_Source material:_
• • •

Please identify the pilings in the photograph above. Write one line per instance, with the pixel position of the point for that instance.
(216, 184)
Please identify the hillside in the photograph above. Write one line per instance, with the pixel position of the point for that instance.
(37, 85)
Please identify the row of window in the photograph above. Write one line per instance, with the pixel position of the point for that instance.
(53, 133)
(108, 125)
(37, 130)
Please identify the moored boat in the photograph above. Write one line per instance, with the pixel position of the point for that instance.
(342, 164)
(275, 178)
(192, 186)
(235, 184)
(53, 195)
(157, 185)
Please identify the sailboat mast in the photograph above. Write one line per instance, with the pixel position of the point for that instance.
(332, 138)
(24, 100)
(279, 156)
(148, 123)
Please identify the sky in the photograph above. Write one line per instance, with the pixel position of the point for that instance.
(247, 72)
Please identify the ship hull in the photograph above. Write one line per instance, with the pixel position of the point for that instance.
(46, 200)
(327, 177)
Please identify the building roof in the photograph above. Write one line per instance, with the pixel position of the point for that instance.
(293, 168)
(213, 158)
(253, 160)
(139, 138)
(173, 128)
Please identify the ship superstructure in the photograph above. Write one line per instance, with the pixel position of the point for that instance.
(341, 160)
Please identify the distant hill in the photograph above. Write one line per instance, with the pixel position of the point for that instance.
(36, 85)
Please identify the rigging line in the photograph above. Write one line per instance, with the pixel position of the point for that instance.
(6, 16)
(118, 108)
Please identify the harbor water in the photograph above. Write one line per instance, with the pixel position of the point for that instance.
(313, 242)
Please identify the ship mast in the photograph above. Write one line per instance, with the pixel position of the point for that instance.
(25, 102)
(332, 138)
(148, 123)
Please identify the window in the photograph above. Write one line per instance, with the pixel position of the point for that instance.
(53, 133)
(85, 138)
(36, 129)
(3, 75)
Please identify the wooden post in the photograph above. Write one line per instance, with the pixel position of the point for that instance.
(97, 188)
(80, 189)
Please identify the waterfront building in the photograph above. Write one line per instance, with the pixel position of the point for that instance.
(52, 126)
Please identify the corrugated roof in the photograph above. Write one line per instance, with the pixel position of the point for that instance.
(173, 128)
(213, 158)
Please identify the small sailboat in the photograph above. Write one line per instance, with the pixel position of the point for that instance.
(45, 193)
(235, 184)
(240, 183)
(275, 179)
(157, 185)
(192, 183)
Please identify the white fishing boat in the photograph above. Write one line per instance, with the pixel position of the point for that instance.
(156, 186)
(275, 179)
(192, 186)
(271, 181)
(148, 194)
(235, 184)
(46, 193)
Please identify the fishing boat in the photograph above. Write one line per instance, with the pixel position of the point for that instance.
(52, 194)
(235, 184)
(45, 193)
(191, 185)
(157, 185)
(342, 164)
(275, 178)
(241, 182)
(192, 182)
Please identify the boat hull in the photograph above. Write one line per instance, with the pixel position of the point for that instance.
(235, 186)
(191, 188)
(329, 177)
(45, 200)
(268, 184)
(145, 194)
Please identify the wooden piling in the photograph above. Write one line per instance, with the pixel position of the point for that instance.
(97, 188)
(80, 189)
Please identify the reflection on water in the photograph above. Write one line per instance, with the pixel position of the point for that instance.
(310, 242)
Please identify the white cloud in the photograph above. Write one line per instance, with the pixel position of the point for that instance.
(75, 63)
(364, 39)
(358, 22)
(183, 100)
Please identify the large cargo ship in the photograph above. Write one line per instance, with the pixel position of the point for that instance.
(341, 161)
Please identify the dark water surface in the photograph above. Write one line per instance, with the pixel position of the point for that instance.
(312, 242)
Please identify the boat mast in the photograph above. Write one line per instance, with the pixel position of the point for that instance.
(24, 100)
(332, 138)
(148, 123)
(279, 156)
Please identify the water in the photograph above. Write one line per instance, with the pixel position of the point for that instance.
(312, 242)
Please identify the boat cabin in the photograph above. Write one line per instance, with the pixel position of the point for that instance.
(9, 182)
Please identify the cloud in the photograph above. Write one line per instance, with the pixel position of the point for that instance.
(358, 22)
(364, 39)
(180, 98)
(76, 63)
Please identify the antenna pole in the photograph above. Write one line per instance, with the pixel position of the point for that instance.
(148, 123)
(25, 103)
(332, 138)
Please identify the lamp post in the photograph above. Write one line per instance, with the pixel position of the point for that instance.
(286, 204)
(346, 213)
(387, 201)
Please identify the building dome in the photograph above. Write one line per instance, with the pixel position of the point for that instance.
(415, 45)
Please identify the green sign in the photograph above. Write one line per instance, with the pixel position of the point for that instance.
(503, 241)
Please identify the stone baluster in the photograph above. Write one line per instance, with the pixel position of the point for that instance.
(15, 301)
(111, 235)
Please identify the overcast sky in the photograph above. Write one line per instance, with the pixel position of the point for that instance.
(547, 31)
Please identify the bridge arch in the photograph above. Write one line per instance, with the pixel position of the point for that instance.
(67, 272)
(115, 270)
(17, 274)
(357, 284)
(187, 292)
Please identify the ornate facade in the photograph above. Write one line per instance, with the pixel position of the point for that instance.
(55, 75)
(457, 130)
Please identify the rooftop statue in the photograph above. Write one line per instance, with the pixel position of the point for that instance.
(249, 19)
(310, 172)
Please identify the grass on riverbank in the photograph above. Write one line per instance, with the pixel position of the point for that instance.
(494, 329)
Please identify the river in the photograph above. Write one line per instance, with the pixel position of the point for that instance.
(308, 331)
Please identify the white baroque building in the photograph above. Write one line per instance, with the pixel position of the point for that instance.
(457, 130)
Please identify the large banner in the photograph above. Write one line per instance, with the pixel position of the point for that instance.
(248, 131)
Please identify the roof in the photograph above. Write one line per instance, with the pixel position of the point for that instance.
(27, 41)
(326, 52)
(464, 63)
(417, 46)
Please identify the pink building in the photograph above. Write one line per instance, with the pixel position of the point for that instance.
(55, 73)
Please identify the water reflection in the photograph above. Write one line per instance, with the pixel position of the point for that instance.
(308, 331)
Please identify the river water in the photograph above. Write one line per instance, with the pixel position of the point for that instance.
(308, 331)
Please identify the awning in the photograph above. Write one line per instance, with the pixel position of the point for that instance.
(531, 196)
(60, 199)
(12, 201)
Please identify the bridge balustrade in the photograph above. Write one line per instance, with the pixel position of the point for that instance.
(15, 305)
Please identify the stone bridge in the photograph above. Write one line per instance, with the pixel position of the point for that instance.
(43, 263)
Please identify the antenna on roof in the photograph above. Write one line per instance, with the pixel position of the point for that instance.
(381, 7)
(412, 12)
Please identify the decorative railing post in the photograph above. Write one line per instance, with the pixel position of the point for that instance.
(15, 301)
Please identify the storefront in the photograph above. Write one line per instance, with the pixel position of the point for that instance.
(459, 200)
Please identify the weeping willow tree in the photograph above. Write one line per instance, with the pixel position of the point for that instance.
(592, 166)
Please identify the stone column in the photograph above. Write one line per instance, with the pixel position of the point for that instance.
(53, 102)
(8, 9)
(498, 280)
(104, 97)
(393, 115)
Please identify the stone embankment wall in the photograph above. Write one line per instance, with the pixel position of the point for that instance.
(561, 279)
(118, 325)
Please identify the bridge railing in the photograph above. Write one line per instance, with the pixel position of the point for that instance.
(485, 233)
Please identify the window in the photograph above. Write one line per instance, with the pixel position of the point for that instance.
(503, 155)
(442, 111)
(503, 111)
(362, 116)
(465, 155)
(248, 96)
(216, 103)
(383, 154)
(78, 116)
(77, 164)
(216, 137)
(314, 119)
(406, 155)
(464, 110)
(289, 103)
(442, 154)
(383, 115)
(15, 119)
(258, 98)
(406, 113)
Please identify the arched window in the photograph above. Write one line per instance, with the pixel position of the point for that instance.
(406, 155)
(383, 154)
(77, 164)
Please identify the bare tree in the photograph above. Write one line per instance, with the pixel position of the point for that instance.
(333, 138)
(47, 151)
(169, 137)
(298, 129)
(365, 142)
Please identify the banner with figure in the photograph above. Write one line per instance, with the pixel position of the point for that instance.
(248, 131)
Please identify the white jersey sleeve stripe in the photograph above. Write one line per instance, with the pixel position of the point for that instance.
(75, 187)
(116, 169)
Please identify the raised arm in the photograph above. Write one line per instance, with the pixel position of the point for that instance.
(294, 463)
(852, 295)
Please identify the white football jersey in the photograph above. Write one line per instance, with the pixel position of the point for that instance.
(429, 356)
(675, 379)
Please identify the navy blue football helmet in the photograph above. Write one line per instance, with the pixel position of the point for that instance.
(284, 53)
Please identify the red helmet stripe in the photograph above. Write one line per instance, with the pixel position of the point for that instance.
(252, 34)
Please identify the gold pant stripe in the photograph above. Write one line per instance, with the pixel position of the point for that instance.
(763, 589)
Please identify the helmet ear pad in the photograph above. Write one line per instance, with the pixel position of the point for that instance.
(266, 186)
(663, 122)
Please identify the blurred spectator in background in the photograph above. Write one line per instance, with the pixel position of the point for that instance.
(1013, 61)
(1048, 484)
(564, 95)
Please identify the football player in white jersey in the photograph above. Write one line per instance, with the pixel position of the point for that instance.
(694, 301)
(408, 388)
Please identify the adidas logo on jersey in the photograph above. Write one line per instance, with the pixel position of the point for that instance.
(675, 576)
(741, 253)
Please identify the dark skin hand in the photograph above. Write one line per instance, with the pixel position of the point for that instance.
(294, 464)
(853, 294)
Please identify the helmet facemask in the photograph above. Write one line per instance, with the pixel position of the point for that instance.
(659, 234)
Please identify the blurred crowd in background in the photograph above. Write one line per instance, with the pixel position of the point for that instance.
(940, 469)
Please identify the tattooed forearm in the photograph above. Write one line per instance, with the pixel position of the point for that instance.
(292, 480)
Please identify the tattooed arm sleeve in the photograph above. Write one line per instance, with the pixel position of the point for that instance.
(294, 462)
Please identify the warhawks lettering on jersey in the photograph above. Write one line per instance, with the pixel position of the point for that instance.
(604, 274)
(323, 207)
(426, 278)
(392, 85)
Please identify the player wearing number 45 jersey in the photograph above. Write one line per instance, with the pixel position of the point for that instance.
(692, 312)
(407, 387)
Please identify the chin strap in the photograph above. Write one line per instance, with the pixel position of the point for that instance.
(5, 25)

• • •

_Aim of the exercise:_
Once the line containing "Please identify the chin" is found in the listing above, set down that line and every line after it, exactly.

_Answer for the task:_
Please identify the chin strap in the photograph above. Write one line per instance, with the pixel position of the point for that instance.
(5, 25)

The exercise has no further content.